Assignment =>
Transcribe everything in the video-assembly script from "rm temp-concat.mp4 concat-list.txt" down to "brand_intro = VideoFileClip(brand_intro_path).with_duration(3)", including both ends, without altering any character.

BRAND_INTRO="templates/brand-intro-3s.mp4"
END_CARD="templates/end-card-cta-3s.mp4"
MUSIC="audio/upbeat-summer.mp3"
OUTPUT="output/campaign-final.mp4"
# Step 1: Concatenate clips
cat > concat-list.txt << EOF
file '$BRAND_INTRO'
file '$INPUT_CLIP'
file '$END_CARD'
EOF
ffmpeg -f concat -safe 0 -i concat-list.txt \
-c:v libx264 -preset medium -crf 23 \
-c:a aac -b:a 128k \
"temp-concat.mp4"
# Step 2: Add background music (ducked under any existing audio)
ffmpeg -i temp-concat.mp4 -i "$MUSIC" \
-filter_complex "[0:a]volume=1.0[a1];[1:a]volume=0.3[a2];[a1][a2]amix=inputs=2:duration=shortest" \
-c:v copy -c:a aac \
"$OUTPUT"
# Step 3: Generate platform-specific versions
# TikTok/Reels (9:16, 1080x1920)
ffmpeg -i "$OUTPUT" -vf "scale=1080:1920:force_original_aspect_ratio=decrease,pad=1080:1920:(ow-iw)/2:(oh-ih)/2" \
-c:v libx264 -preset medium -crf 23 -c:a aac \
"output/campaign-tiktok.mp4"
# LinkedIn/YouTube (16:9, 1920x1080)
ffmpeg -i "$OUTPUT" -vf "scale=1920:1080:force_original_aspect_ratio=decrease,pad=1920:1080:(ow-iw)/2:(oh-ih)/2" \
-c:v libx264 -preset medium -crf 23 -c:a aac \
"output/campaign-linkedin.mp4"
# Twitter/X (16:9, 1280x720, smaller file)
ffmpeg -i "$OUTPUT" -vf "scale=1280:720" \
-c:v libx264 -preset medium -crf 26 -c:a aac -b:a 96k \
"output/campaign-twitter.mp4"
rm temp-concat.mp4 concat-list.txt
echo "Generated platform videos"
MoviePy (Python)
MoviePy is the Python-native option. Ideal when the rest of your pipeline is already in Python:
from moviepy import VideoFileClip, TextClip, CompositeVideoClip, concatenate_videoclips, AudioFileClip
def assemble_campaign_video(ai_clip_path, output_path,
brand_intro_path="templates/brand-intro.mp4",
music_path="audio/background.mp3",
sale_text="30% OFF",
cta_text="Shop Now"):
# Load clips
brand_intro = VideoFileClip(brand_intro_path).with_duration(3)
ai_clip = VideoFileClip(ai_clip_path)

Extracted information =>

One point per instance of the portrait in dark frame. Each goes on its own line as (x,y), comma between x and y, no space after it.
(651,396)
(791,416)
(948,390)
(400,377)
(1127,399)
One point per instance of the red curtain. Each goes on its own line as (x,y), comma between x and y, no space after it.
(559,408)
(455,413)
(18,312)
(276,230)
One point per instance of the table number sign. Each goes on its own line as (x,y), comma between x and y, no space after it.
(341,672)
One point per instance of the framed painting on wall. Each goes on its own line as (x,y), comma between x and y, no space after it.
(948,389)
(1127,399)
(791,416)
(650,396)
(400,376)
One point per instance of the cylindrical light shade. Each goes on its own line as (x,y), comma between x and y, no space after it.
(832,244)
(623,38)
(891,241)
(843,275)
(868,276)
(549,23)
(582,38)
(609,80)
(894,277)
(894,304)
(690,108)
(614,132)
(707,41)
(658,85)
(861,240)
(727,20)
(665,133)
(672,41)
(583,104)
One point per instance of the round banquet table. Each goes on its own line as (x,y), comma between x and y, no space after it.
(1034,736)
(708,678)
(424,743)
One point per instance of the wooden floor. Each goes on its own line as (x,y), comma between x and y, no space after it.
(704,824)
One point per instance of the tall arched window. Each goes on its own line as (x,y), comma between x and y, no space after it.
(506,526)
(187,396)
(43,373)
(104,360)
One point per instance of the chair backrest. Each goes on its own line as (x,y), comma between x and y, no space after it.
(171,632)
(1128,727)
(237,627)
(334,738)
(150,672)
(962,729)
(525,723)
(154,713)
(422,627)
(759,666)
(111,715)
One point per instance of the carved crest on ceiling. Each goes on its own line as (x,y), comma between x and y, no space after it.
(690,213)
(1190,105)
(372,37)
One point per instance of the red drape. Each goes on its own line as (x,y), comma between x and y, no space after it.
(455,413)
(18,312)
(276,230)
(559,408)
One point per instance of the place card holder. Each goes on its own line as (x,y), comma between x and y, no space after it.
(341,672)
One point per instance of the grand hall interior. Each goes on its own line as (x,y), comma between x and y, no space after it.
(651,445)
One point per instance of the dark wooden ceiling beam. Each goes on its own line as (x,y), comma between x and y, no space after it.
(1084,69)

Exercise answer =>
rm temp-concat.mp4 concat-list.txt
echo "Generated platform videos"
MoviePy (Python)
MoviePy is the Python-native option. Ideal when the rest of your pipeline is already in Python:
from moviepy import VideoFileClip, TextClip, CompositeVideoClip, concatenate_videoclips, AudioFileClip
def assemble_campaign_video(ai_clip_path, output_path,
brand_intro_path="templates/brand-intro.mp4",
music_path="audio/background.mp3",
sale_text="30% OFF",
cta_text="Shop Now"):
# Load clips
brand_intro = VideoFileClip(brand_intro_path).with_duration(3)